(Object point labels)
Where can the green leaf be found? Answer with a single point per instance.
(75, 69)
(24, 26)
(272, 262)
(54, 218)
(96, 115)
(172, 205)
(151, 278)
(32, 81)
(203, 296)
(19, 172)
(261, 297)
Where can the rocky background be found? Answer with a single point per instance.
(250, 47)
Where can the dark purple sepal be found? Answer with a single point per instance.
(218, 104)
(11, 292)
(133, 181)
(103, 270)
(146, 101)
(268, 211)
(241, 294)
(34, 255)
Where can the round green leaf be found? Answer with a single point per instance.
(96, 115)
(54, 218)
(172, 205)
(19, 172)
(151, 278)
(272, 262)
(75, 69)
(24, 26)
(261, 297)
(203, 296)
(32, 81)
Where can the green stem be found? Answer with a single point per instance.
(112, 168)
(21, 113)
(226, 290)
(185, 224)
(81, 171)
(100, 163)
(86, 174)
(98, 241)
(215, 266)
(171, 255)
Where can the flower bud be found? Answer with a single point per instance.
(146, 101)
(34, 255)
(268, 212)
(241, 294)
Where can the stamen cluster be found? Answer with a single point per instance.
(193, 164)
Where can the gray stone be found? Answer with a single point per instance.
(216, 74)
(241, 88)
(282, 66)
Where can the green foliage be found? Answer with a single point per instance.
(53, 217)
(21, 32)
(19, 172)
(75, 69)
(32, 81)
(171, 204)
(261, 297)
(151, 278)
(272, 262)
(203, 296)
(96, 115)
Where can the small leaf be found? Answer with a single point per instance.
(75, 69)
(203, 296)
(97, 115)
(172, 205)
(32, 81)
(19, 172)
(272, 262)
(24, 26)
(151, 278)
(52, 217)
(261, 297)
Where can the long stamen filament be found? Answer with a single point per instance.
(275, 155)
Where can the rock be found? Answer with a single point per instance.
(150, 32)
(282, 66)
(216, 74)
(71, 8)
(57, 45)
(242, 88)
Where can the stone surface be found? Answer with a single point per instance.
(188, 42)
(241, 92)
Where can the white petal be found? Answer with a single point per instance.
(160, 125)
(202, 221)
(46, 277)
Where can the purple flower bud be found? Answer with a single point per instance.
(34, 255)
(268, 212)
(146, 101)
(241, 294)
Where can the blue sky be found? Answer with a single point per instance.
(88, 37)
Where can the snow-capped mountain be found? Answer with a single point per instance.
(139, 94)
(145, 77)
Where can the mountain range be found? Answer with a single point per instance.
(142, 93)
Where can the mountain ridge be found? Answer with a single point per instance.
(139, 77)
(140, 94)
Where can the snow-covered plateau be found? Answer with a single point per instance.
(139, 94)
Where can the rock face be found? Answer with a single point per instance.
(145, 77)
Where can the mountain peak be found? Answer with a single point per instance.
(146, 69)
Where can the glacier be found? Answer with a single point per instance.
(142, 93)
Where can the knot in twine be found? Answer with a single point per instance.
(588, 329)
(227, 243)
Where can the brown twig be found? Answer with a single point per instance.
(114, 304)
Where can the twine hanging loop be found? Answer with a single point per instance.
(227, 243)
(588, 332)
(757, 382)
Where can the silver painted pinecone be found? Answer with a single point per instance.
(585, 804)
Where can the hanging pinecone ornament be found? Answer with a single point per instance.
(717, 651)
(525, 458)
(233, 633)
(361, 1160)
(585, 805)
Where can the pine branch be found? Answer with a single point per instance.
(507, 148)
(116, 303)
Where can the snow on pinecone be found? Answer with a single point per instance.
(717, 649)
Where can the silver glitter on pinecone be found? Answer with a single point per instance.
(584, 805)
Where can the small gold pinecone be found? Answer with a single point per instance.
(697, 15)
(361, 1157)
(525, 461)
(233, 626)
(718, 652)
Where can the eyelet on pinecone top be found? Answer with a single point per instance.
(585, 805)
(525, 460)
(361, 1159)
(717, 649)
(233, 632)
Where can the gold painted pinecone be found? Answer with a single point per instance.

[INSTRUCTIONS FOR THE TASK]
Put every line of these items into a JSON list of strings, one string per line, and leave out any blank lines.

[EXERCISE ANSWER]
[
  "Where can the green leaf be found? Answer with a single point per instance.",
  "(75, 69)",
  "(24, 26)",
  "(272, 262)",
  "(54, 218)",
  "(96, 115)",
  "(172, 205)",
  "(151, 278)",
  "(32, 81)",
  "(203, 296)",
  "(19, 172)",
  "(261, 297)",
  "Where can the rocky background be found? Answer with a single point per instance.",
  "(250, 47)",
  "Where can the dark purple sepal be found? Answer with a single point per instance.",
  "(218, 104)",
  "(11, 292)",
  "(133, 181)",
  "(103, 270)",
  "(146, 101)",
  "(268, 211)",
  "(241, 294)",
  "(34, 255)",
  "Where can the round green leaf be found? Answer with a single point per instance.",
  "(96, 115)",
  "(54, 218)",
  "(172, 205)",
  "(19, 172)",
  "(151, 278)",
  "(272, 262)",
  "(75, 69)",
  "(24, 26)",
  "(261, 297)",
  "(203, 296)",
  "(32, 81)",
  "Where can the green stem be found? Answer with a single point per instance.",
  "(112, 168)",
  "(21, 113)",
  "(226, 290)",
  "(185, 224)",
  "(81, 171)",
  "(100, 163)",
  "(86, 174)",
  "(98, 241)",
  "(215, 266)",
  "(171, 255)",
  "Where can the flower bud be found? Answer with a single point per instance.",
  "(146, 101)",
  "(34, 255)",
  "(268, 212)",
  "(241, 294)",
  "Where can the stamen cluster be found? Answer with a single point per instance.",
  "(193, 164)",
  "Where can the gray stone be found? Answer with a single point per instance.",
  "(216, 74)",
  "(241, 88)",
  "(282, 66)",
  "Where can the green foliage be found? Answer with a single point per instance.",
  "(53, 217)",
  "(21, 32)",
  "(19, 172)",
  "(75, 69)",
  "(32, 81)",
  "(171, 204)",
  "(261, 297)",
  "(151, 278)",
  "(272, 262)",
  "(203, 296)",
  "(96, 115)",
  "Where can the small leaf be found? Answer with a single point per instance.",
  "(75, 69)",
  "(203, 296)",
  "(97, 115)",
  "(172, 205)",
  "(32, 81)",
  "(19, 172)",
  "(272, 262)",
  "(24, 26)",
  "(151, 278)",
  "(52, 217)",
  "(261, 297)",
  "Where can the long stamen filament be found? Answer with a single point per instance.",
  "(275, 155)",
  "Where can the rock be found? Answer with a single point per instance.",
  "(150, 32)",
  "(282, 66)",
  "(216, 74)",
  "(71, 8)",
  "(57, 45)",
  "(242, 88)",
  "Where can the stone surface be found? Answer with a single point per instance.",
  "(188, 42)",
  "(241, 92)",
  "Where can the white petal be found? Answer with a single point per instance.",
  "(160, 125)",
  "(202, 221)",
  "(46, 277)",
  "Where can the purple flower bud be found? Answer with a single point per instance.",
  "(34, 255)",
  "(268, 212)",
  "(146, 101)",
  "(241, 294)",
  "Where can the blue sky be found? Answer with a single point per instance.",
  "(88, 37)",
  "Where can the snow-capped mountain be found? Answer with a single point per instance.",
  "(139, 94)",
  "(145, 77)",
  "Where can the mountain range be found? Answer with a single point per instance.",
  "(142, 93)",
  "Where can the mountain ridge be found? Answer with a single point per instance.",
  "(139, 77)",
  "(140, 94)",
  "Where can the snow-covered plateau be found? Answer with a single point per instance.",
  "(139, 94)",
  "Where can the rock face be found? Answer with a single point per instance.",
  "(145, 77)",
  "Where can the mountain peak be found? Answer with a single point per instance.",
  "(146, 69)",
  "Where can the glacier be found? Answer with a single point per instance.",
  "(142, 93)",
  "Where can the knot in twine be found? Answer with a single point per instance.",
  "(588, 329)",
  "(227, 243)",
  "Where can the brown twig be found? Answer with a single point per instance.",
  "(114, 304)",
  "Where can the twine hanging loop be found? Answer with a single point per instance.",
  "(227, 243)",
  "(588, 332)",
  "(757, 382)",
  "Where can the silver painted pinecone be found? Answer with a single point per instance.",
  "(585, 804)",
  "Where can the hanging pinecone ornament be found? Answer with a single point per instance.",
  "(717, 651)",
  "(525, 458)",
  "(233, 633)",
  "(361, 1160)",
  "(585, 805)",
  "Where can the pine branch be found? Answer with a single point per instance.",
  "(507, 148)",
  "(116, 303)",
  "Where can the snow on pinecone be found? Answer with a single point per instance.",
  "(717, 649)",
  "Where can the silver glitter on pinecone be found? Answer with a single point per instance.",
  "(584, 805)",
  "Where can the small gold pinecone be found? Answer with a single point per instance.",
  "(697, 15)",
  "(361, 1157)",
  "(525, 461)",
  "(233, 626)",
  "(718, 652)",
  "Where can the eyelet on pinecone top be found? Answer with a single point per instance.",
  "(585, 805)",
  "(525, 460)",
  "(361, 1159)",
  "(717, 649)",
  "(233, 632)",
  "Where can the gold painted pinecone be found? Answer with a single point per instance."
]